TRAVAIL À FAIRE:
1. D'après le texte sur les débris spatiaux, que rencontrent les satellites aux altitudes plus élevées ?
2. Poursuivez le texte sur les débris spatiaux à la suite de sa dernière phrase.

TEXTE À LIRE:
▬▬▬
Les satellites sont des objets à usage unique. S’ils sont obsolètes ou défaillants, ils sont déconnectés et laissés dans l’espace, car ils ne sont pas facilement réparables. Cette façon de procéder depuis le début de la conquête spatiale engendre un encombrement exponentiel des orbites autour de la Terre. Qu’arriverait-il donc si nous les laissions s’accumuler, ainsi que leurs débris, jusqu’en 2100 ? L’espace deviendrait-il un cimetière d’engins spatiaux jusqu’à bloquer net notre accès à l’espace ?
Tout un chacun imagine l’Univers de manière vaste et infini… difficile de l’imaginer surchargé de tout un tas d’objets. Pourtant, autour de notre planète, les satellites et autres débris spatiaux s’accumulent dangereusement, menaçant les satellites actifs, tout comme les vols spatiaux habités.
Concrètement, sur des altitudes basses, les satellites rencontrent plus fréquemment de petits satellites obsolètes. À des altitudes plus élevées, ils rencontrent des débris issus d’événements de fragmentation (lorsqu’un débris en rencontre un autre, produisant une multitude de débris plus petits).
Et malheureusement, nous sommes de plus en plus dépendants des satellites dans de nombreux aspects de notre vie quotidienne, à commencer par Internet. Les années 2020 ont marqué le début d’une nouvelle ère dans le domaine des vols spatiaux, la mise en orbite et le déploiement de véritables constellations de satellites, grâce aux lanceurs de compagnies privées comme SpaceX.
▬▬▬
BLOC DE DONNÉES:
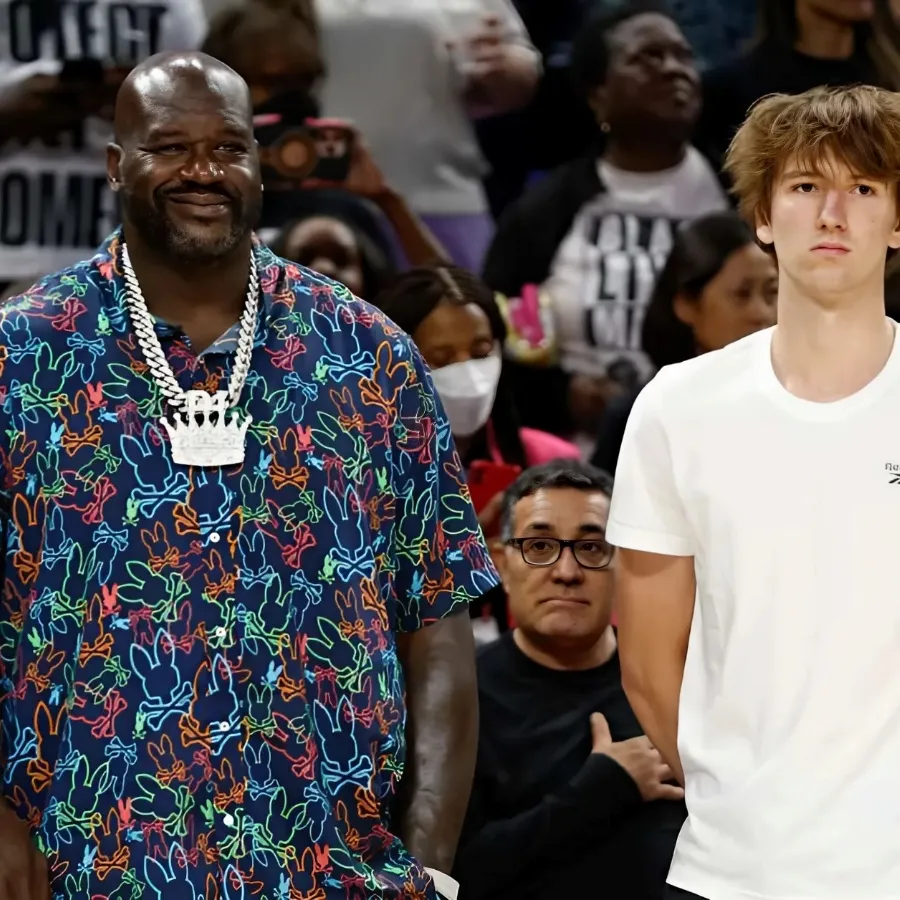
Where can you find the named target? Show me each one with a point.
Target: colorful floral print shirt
(201, 696)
▬▬▬
RÉPONSES ATTENDUES:
1. Des débris issus d'événements de fragmentation.

2.
La technologie requise pour ces grandes constellations de satellites est rapidement devenue plus fiable et plus compacte. En conséquence, les deux dernières années ont vu une augmentation du nombre de satellites commerciaux lancés dans l’espace proche de la Terre, la grande majorité étant de petits satellites pesant entre 100 et 1000 kg, selon l’ESA (Agence spatiale européenne).
L’espace devient de plus en plus chargé de débris spatiaux. D’ailleurs, en avril 2022, le satellite d’observation de la Terre Copernicus Sentinel-1A a dû modifier sa trajectoire afin d’éviter un fragment d’une fusée lancée il y a 30 ans.
Dans le scénario extrême où rien ne serait fait pour l’élimination des objets spatiaux inactifs, les orbites autour de la Terre deviendraient impossibles à franchir et les menaces de collision entre les satellites seraient décuplées, au risque d’un blackout sur toute la planète et des chutes fréquentes de débris.
Situation actuelle : une décharge spatiale ?
En plus de 60 ans d’activités spatiales, plus de 6050 lancements ont abouti à quelque 56 450 objets en orbite, dont environ 28 160 restent dans l’espace et sont régulièrement suivis par l’US Space Surveillance Network et maintenus dans leur listing, selon l’ESA. Ce dernier répertorie des objets d’environ 5 à 10 cm en orbite terrestre basse (LEO) et de 30 cm à 1 m à des distances géostationnaires (GEO). Seule une petite fraction — environ 4000, soit moins d’un tiers — sont des satellites intacts et opérationnels actuellement.
Cette grande quantité de matériel spatial a une masse totale de plus de 9300 tonnes. Environ 24% des objets catalogués sont des satellites, et environ 11% sont des étages supérieurs usés et des objets liés aux missions, tels que des adaptateurs de lancement et des coiffes.
Moriba Jah, professeur d’ingénierie aérospatiale de l’Université du Texas, est encore plus catégorique dans un article de 9News : « 90% des objets fabriqués par l’Homme actuellement en orbite autour de la Terre sont des déchets inutiles ». Il ajoute : « Ceux-ci vont devenir des dangers pour la vie humaine ».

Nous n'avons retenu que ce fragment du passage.